Problems to solve:
**1.** Please return the passage of the Seanergy incorporation statement starting at "The name of" and ending at "March 19, 2019.", copied word for word.
**2.** Carry the Seanergy incorporation statement forward from the point where its text stops.

Text provided:
--
STATEMENT TO RESTATE THE ARTICLES OF INCORPORATION
OF SEANERGY MARITIME HOLDINGS CORP.
PURSUANT TO SECTION 93 OF
THE MARSHALL ISLANDS BUSINESS CORPORATIONS ACT
The undersigned, Stamatios Tsantanis, as the Chief Executive Officer of Seanergy Maritime Holdings Corp., a corporation incorporated under the laws of the Republic of the Marshall Islands (the "Corporation"), for the purpose of restating the Amended and Restated Articles of Incorporation, as amended, of said Corporation pursuant to Section 93 of the Business Corporations Act hereby certifies:

1.
The name of the Corporation is: Seanergy Maritime Holdings Corp. (originally incorporated as Seanergy Merger Corp.).

2.
The Articles of Incorporation of the Corporation were originally filed with the Registrar of Corporations as of the 4th day of January, 2008 and the Amended and Restated Articles of Incorporation of the Corporation were filed with the Registrar of Corporations as of 11th day of July, 2008. The Amended and Restated Articles were subsequently amended on: July 17, 2009, July 22, 2010, June 17, 2011, August 4, 2011, January 7, 2016 and March 19, 2019.

3.
The Amended and Restated Articles of Incorporation, as amended, are hereby replaced by the Restated Articles of Incorporation attached hereto.

4.
--
Information provided:
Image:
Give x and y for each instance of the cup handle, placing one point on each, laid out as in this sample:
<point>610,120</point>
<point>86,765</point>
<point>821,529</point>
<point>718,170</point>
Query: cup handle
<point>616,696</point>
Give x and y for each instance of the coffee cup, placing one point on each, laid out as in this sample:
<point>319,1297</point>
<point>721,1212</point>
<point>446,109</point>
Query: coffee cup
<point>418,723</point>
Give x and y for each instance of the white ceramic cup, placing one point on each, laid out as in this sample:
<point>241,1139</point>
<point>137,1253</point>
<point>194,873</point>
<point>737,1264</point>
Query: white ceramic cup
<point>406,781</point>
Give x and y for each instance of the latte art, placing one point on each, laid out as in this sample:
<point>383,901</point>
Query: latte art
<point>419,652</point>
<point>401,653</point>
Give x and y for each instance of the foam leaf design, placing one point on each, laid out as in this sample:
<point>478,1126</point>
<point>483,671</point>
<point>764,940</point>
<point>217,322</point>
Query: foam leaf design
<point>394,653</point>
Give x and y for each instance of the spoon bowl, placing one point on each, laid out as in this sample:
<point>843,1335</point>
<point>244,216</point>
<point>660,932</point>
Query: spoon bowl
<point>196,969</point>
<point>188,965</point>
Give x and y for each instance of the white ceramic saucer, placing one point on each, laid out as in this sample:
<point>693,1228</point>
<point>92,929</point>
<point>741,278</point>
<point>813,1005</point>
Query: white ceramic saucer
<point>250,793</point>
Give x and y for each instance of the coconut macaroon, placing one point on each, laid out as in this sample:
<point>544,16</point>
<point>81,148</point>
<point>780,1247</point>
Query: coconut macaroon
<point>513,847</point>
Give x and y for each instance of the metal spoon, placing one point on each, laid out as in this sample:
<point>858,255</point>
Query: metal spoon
--
Expected answers:
**1.**
The name of the Corporation is: Seanergy Maritime Holdings Corp. (originally incorporated as Seanergy Merger Corp.).

2.
The Articles of Incorporation of the Corporation were originally filed with the Registrar of Corporations as of the 4th day of January, 2008 and the Amended and Restated Articles of Incorporation of the Corporation were filed with the Registrar of Corporations as of 11th day of July, 2008. The Amended and Restated Articles were subsequently amended on: July 17, 2009, July 22, 2010, June 17, 2011, August 4, 2011, January 7, 2016 and March 19, 2019.

**2.**
The Restated Articles of Incorporation were authorized by the Corporation’s Board of Directors without a vote of the shareholders, pursuant to Section 93 of the Business Corporations Act and only restate and integrate and do not further amend the provisions of the Corporation’s Amended and Restated Articles of Incorporation, as amended, except for omissions permitted pursuant to Section 93 of the Business Corporations Act.
IN WITNESS WHEREOF, the undersigned has executed these Restated Articles of Incorporation on this 10th day of July, 2019.
     
     
 
/s/ Stamatios Tsantanis
 
 
Name: Stamatios Tsantanis
Title:   Chief Executive Officer
 




RESTATED ARTICLES OF INCORPORATION

OF

SEANERGY MARITIME HOLDINGS CORP.

PURSUANT TO THE MARSHALL ISLANDS BUSINESS CORPORATIONS ACT

 
FIRST:
The name of the Corporation is: Seanergy Maritime Holdings Corp. (hereinafter called the “Corporation”).
     
 
SECOND:
The registered address of the Corporation in the Marshall Islands is Trust Company Complex, Ajeltake Road, Ajeltake Island, Majuro, Marshall Islands MH96960. The name of the Corporation’s registered agent at such address is The Trust Company of the Marshall Islands, Inc.
     
 
THIRD:
The purposes for which the Corporation is formed are to engage in any lawful act or activity for which corporations may be organized under the Marshall Islands Business Corporations Act (the “BCA”). In addition to the powers and privileges conferred upon the Corporation by law and those incidental thereto, the Corporation shall possess and may exercise all the powers and privileges which are necessary or convenient to the conduct, promotion or attainment of the business or purposes of the Corporation.
     
 
FOURTH:
The aggregate number of shares of capital stock that the Corporation shall have the authority to issue is five hundred and twenty five million (525,000,000) consisting of the following:
     
 
(1)
Five-hundred million (500,000,000) registered shares of common stock with a par value of US $0.0001 per share.
     
 
(2)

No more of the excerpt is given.